(Exercise material):
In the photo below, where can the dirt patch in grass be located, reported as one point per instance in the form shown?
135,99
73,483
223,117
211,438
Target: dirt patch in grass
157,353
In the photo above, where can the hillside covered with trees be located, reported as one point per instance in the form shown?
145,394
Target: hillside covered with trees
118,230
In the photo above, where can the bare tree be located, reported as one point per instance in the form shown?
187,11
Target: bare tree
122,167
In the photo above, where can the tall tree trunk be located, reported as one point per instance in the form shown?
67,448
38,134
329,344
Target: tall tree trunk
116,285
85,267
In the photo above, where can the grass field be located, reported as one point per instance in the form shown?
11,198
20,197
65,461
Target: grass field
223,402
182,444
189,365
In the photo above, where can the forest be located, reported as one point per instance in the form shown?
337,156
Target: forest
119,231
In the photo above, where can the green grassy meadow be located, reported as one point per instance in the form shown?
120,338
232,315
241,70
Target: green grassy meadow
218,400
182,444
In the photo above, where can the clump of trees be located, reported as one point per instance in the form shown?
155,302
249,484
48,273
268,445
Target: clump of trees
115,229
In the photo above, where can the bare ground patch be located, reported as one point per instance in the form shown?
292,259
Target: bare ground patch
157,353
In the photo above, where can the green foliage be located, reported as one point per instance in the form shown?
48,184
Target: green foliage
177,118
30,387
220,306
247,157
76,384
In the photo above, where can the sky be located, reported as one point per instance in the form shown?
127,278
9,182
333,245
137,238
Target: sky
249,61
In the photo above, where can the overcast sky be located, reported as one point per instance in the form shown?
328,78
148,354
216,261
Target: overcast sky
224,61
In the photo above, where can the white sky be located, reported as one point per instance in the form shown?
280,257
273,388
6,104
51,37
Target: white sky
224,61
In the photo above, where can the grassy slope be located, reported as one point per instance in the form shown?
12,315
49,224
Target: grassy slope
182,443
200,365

(Problem): In all the records above, rename "Target" to "Object" wherever it occurs, and write the records out again with nothing else changed.

(Answer to the task):
In the photo below, where can the dirt patch in grass be located, reported as one point per instance in the form shown?
135,99
73,483
223,117
211,438
Object: dirt patch in grass
157,353
In the photo above, where can the hillside covered with trees be located, reported as one point per instance in the form shown?
145,394
Object: hillside covered with trees
118,230
In the photo above, where can the bare tree be located, reported as one point per instance in the form shown?
187,11
Object: bare tree
122,167
In the photo above, where can the tall tree trunk be located, reported as one point per instance in the form shown?
67,448
38,134
329,344
Object: tall tree trunk
116,285
85,267
In the photo above, where can the grass field be located, reported as one point per instance in the form shown?
11,198
20,197
65,461
Object: grass field
223,402
182,444
189,365
In the photo above, where can the forest be located, reported as one point per instance in the form shown?
337,156
Object: forest
119,231
In the photo above, where can the green grassy meadow be located, reported as one point per instance in the form shown?
120,338
232,315
241,70
Object: green grassy meadow
218,400
182,444
In the photo above, where can the clump of trees be located, reported as one point per instance in the form shown?
155,302
249,484
48,273
268,445
Object: clump of trees
115,229
In the photo above, where can the bare ground patch be located, reported as one point per instance in the form shown?
292,259
Object: bare ground patch
157,353
In the photo above, where can the green foliage be located, reported as one point per instance in the form shown?
48,184
Object: green foliage
177,118
30,387
220,306
247,157
76,384
In the photo above, where can the sky be located, reported as one point per instance in the form shown?
127,278
9,182
333,245
137,238
Object: sky
249,61
In the photo above, where can the overcast sky be located, reported as one point per instance in the form shown?
328,78
148,354
216,261
Object: overcast sky
224,61
In the photo above, where can the white sky be located, reported as one point per instance in the form shown?
280,257
273,388
6,104
51,37
Object: white sky
224,61
In the photo above, where can the grassy slope be located, reported as one point per instance in the form shown?
12,315
49,224
Object: grassy slope
182,443
200,365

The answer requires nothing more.